» **Exercise brief**
Gather every line of the material below that contains the string "house", treating uppercase and lowercase letters as distinct.

Image entries on named regions
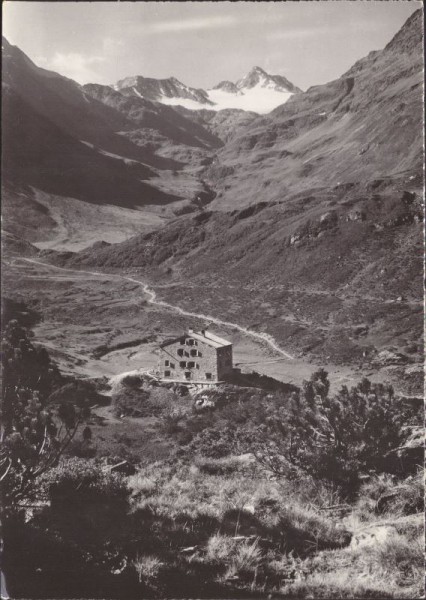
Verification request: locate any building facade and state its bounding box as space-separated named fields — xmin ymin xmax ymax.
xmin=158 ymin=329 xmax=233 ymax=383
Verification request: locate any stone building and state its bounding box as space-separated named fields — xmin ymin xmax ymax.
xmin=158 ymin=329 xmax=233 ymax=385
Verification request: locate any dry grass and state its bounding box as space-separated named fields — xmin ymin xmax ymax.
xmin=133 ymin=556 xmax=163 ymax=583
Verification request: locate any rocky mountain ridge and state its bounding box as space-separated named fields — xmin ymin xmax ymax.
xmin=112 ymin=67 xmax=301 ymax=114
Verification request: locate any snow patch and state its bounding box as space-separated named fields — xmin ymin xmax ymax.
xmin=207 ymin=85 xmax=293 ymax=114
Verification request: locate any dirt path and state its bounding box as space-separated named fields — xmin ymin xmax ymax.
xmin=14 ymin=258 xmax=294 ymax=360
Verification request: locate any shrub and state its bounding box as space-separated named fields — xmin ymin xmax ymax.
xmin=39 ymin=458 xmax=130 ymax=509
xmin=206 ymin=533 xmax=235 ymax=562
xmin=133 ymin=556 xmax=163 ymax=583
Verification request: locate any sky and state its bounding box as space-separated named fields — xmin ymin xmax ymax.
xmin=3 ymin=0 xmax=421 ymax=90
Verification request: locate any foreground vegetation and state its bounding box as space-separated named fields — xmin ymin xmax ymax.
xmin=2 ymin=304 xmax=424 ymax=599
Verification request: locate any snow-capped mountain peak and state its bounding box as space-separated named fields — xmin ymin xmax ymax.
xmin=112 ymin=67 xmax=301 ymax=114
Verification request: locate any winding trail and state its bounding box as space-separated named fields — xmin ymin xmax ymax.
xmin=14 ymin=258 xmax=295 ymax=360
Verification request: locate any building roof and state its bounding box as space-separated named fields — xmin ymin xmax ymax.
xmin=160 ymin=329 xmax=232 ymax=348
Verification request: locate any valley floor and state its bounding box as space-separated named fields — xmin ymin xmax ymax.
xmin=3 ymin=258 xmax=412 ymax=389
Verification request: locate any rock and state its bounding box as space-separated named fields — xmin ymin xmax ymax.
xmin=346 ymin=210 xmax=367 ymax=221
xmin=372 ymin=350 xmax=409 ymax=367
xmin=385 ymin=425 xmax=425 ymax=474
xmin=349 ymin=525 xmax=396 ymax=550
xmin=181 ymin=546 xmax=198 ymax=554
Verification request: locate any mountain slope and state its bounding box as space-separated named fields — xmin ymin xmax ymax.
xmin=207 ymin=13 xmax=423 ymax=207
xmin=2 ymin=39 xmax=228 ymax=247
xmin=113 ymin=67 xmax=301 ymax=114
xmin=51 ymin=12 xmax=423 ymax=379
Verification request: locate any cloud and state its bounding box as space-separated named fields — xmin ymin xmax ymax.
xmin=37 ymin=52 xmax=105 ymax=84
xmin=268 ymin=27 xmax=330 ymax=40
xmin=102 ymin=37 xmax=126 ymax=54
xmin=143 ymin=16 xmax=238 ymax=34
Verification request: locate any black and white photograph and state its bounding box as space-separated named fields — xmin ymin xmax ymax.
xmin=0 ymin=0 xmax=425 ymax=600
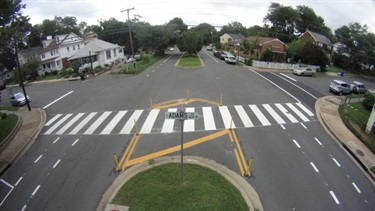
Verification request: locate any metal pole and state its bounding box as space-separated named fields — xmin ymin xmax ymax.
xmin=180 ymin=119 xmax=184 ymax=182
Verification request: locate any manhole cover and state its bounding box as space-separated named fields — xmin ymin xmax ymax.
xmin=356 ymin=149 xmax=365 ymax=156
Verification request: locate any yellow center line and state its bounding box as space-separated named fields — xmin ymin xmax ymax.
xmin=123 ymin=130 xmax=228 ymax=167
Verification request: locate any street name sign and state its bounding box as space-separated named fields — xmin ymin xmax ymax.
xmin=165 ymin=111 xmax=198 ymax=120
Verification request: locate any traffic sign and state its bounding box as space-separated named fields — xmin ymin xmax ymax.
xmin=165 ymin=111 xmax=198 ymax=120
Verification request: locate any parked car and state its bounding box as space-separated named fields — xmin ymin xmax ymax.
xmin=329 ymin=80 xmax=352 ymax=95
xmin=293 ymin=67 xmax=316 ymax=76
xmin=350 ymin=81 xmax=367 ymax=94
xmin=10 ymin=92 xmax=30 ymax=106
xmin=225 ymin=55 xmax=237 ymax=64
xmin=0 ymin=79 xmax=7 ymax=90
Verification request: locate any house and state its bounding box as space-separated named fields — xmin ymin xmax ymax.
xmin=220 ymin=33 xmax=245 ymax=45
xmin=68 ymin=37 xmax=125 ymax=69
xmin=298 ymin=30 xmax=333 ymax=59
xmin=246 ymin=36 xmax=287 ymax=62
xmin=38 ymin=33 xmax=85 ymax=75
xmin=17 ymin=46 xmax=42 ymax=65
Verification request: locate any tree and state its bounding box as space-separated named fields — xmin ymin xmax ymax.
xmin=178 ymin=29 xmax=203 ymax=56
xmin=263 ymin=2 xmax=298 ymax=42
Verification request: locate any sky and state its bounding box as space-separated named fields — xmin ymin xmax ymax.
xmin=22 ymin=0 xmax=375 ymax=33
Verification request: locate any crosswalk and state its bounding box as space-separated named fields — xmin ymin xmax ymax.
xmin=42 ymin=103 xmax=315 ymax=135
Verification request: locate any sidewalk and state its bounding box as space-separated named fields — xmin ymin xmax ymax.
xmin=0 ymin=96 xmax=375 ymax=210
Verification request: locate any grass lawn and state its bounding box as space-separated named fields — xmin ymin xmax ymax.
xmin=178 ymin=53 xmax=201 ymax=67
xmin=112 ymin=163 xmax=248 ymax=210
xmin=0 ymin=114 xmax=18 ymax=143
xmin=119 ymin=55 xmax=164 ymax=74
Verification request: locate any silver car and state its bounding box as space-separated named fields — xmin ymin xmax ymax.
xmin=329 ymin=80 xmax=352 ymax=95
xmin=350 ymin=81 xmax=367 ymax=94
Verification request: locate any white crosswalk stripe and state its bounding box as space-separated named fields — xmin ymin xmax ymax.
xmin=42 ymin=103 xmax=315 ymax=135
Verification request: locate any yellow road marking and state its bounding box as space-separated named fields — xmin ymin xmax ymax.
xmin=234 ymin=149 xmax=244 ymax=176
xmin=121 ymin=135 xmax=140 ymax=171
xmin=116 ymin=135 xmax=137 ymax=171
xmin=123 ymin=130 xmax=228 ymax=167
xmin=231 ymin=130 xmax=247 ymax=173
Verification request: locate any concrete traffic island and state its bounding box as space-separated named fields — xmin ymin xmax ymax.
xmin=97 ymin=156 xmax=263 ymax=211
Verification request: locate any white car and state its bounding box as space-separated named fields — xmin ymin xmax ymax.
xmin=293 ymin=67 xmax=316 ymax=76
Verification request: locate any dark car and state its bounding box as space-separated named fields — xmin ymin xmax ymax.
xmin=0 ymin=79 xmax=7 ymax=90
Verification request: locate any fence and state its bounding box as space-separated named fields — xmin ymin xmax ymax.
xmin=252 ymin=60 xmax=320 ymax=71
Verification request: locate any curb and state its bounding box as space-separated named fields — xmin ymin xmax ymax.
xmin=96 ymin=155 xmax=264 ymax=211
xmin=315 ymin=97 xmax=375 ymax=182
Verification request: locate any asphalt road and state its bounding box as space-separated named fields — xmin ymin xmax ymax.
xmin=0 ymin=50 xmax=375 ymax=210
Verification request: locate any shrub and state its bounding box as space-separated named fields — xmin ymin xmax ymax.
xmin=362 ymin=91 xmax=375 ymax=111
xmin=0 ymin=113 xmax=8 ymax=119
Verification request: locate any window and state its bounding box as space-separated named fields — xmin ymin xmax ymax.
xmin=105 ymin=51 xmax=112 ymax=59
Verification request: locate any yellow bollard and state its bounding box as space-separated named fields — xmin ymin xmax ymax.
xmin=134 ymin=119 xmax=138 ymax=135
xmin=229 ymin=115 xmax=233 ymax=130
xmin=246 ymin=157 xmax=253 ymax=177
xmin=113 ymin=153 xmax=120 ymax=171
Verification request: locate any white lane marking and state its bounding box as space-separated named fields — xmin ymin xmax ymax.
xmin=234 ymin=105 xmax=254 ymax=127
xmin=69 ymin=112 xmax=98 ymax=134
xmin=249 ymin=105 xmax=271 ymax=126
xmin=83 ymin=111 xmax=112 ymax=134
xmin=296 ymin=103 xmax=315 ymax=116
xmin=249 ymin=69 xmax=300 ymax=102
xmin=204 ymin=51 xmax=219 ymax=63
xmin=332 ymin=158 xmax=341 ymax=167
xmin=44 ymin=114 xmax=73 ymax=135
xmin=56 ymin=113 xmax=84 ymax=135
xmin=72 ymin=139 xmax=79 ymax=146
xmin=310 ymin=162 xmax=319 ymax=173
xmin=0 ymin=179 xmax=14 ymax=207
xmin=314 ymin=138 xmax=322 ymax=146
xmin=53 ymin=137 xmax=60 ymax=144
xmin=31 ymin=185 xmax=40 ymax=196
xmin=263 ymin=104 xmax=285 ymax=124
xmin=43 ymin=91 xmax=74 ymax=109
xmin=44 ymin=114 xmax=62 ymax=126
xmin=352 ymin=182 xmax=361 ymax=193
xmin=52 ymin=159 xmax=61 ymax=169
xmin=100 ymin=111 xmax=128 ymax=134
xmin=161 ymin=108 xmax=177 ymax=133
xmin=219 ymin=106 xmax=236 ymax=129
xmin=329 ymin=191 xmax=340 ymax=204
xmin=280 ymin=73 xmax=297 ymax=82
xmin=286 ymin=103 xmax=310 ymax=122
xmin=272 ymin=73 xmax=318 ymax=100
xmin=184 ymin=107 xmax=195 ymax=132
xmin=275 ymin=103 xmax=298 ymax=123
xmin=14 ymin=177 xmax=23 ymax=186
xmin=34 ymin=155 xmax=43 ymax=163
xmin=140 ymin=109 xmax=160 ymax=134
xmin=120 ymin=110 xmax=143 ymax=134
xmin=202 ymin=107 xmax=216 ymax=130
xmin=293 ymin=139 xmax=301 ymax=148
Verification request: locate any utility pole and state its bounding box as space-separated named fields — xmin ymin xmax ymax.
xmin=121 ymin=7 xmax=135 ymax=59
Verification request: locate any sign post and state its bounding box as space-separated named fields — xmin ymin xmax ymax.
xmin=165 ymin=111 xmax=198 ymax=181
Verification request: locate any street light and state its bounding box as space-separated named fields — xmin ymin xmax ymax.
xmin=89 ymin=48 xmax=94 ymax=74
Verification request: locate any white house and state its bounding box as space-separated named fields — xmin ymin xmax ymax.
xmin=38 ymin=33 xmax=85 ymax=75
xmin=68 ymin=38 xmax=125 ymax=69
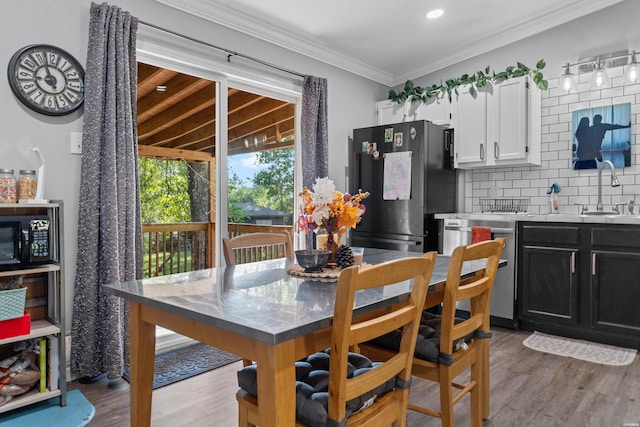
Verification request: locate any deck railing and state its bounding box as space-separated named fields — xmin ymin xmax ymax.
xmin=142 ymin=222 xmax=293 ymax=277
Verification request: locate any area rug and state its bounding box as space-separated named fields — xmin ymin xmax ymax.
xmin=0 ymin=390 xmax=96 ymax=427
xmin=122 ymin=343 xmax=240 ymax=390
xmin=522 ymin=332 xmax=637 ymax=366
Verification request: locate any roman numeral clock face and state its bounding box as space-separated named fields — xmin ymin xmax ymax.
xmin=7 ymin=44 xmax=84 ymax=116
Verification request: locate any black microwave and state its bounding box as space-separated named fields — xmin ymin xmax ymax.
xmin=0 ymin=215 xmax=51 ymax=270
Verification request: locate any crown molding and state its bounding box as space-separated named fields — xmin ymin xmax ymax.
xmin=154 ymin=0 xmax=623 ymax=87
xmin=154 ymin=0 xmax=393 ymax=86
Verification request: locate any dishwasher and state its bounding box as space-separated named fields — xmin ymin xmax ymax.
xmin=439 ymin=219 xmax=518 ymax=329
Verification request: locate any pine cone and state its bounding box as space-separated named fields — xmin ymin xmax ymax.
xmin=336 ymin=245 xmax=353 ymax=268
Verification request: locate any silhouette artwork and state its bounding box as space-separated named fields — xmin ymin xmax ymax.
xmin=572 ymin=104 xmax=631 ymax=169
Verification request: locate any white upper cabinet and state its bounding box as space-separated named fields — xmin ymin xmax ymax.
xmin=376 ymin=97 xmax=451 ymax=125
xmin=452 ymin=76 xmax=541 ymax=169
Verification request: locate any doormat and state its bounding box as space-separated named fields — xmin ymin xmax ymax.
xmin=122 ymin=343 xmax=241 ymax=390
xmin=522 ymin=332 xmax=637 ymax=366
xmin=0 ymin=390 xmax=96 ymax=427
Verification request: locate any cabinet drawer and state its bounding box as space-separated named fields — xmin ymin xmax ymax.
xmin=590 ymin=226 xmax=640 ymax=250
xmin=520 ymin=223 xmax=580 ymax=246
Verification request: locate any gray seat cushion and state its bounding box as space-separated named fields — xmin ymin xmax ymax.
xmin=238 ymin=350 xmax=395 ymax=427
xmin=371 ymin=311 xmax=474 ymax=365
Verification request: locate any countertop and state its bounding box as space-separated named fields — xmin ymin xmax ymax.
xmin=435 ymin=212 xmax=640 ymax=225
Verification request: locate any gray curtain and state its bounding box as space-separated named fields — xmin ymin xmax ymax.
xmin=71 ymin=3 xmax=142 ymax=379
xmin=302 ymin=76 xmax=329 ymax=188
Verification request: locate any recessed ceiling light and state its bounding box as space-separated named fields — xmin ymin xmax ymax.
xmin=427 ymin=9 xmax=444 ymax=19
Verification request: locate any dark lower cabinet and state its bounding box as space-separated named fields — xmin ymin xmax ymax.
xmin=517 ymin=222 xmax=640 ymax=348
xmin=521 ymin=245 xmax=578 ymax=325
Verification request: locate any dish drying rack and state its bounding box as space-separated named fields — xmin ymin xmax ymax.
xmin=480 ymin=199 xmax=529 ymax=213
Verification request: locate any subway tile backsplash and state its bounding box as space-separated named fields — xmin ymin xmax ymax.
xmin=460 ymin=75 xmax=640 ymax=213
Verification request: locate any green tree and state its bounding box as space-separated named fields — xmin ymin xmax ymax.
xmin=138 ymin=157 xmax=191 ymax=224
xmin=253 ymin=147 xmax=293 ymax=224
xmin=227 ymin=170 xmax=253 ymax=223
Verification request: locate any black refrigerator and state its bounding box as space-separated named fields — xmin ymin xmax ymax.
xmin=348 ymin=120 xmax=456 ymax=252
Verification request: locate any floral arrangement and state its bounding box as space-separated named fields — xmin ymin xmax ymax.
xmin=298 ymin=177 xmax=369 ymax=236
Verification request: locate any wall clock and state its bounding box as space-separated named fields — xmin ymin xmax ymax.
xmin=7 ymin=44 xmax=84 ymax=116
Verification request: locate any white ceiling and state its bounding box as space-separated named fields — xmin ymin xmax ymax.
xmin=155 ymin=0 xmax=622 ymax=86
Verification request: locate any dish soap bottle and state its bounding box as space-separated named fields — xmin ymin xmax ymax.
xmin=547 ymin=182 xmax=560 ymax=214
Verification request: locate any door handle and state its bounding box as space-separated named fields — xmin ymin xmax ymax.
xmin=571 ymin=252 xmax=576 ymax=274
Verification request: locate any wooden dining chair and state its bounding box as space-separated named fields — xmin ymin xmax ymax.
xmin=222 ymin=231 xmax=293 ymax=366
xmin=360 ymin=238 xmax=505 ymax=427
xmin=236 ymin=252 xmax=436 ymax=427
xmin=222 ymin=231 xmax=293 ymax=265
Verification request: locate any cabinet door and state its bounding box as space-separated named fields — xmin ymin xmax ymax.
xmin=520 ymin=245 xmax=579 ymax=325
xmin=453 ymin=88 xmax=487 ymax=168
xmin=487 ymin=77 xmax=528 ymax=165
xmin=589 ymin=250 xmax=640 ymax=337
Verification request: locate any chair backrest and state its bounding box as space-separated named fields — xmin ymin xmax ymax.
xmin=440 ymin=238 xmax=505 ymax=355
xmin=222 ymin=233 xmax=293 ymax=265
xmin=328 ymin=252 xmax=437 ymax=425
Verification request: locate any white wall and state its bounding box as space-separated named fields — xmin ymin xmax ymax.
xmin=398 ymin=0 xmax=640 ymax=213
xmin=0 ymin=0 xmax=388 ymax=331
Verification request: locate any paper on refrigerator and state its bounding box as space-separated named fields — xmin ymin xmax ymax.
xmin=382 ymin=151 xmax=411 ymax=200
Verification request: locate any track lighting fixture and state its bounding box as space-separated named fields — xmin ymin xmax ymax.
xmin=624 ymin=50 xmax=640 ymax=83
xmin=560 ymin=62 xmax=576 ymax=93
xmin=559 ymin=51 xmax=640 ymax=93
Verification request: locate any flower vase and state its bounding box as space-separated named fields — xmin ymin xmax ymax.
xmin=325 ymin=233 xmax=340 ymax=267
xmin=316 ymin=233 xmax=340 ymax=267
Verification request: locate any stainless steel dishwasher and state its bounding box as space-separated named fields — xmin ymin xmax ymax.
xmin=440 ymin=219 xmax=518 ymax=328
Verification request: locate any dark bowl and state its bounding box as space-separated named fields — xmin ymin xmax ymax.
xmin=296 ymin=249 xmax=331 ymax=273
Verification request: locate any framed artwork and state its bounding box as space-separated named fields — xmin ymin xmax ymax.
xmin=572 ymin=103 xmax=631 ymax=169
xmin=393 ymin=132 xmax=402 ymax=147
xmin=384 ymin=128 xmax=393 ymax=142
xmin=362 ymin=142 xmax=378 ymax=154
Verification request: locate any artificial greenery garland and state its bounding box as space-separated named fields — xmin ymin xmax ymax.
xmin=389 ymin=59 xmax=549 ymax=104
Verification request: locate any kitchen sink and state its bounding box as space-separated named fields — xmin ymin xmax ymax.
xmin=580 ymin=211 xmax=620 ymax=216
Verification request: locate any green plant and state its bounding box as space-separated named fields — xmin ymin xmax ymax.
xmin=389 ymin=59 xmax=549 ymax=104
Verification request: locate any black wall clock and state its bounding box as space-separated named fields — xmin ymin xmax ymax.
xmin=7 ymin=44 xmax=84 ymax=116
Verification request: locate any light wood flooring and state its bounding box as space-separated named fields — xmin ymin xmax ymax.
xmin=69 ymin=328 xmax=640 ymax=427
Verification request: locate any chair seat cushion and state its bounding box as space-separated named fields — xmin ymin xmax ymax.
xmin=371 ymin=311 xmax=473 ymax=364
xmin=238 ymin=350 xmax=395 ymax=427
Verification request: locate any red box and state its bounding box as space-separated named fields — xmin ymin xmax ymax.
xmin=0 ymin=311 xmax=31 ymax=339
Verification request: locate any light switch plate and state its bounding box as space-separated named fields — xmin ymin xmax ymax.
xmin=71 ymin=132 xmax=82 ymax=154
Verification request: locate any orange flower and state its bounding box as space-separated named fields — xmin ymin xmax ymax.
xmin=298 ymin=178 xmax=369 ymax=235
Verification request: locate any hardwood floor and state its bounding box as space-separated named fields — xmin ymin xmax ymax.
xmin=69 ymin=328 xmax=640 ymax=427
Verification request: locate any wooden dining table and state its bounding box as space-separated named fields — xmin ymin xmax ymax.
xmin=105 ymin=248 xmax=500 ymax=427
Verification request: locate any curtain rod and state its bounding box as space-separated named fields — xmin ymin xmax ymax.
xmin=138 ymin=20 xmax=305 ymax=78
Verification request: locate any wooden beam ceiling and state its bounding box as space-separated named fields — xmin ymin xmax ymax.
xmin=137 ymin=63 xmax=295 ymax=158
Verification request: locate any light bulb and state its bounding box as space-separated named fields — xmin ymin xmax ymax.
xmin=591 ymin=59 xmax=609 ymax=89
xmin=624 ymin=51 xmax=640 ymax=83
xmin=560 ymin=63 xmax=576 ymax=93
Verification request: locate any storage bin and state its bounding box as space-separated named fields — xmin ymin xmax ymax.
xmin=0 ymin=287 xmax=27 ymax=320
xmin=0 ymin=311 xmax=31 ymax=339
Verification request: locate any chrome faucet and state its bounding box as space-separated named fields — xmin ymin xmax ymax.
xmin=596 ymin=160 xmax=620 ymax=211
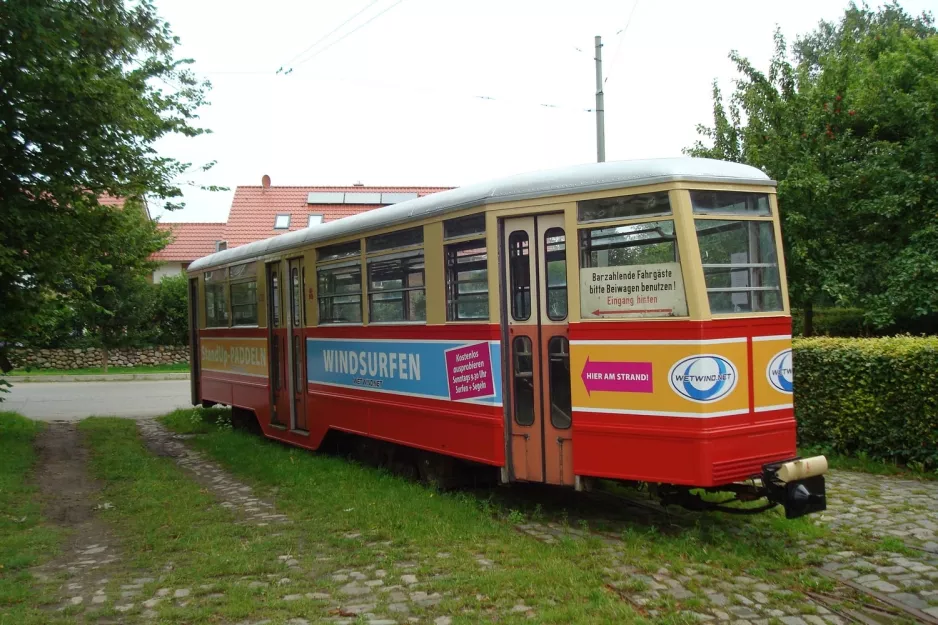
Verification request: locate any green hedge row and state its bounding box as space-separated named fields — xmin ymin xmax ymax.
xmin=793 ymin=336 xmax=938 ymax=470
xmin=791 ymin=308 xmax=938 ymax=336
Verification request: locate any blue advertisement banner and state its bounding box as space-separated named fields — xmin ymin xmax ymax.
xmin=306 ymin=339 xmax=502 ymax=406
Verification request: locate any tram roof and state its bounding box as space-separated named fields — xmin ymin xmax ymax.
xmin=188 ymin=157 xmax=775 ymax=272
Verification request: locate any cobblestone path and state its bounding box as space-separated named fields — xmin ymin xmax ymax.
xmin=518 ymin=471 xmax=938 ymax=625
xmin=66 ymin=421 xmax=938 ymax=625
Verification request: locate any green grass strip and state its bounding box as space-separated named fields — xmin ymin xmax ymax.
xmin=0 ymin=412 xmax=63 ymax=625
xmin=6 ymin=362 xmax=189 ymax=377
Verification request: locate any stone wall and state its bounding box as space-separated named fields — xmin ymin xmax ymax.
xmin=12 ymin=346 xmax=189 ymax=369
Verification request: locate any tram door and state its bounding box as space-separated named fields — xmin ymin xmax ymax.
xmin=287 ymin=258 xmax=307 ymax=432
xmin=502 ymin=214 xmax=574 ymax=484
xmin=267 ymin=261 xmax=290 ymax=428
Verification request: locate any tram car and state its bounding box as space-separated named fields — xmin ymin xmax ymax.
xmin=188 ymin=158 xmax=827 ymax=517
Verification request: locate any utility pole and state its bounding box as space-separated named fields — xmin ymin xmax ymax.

» **Finished answer**
Verification request: locate any house and state its bounding box as space-separated named fields — xmin ymin xmax ymax.
Verification request: locate any white house and state its bounding box as space-separated named fields — xmin ymin xmax ymax.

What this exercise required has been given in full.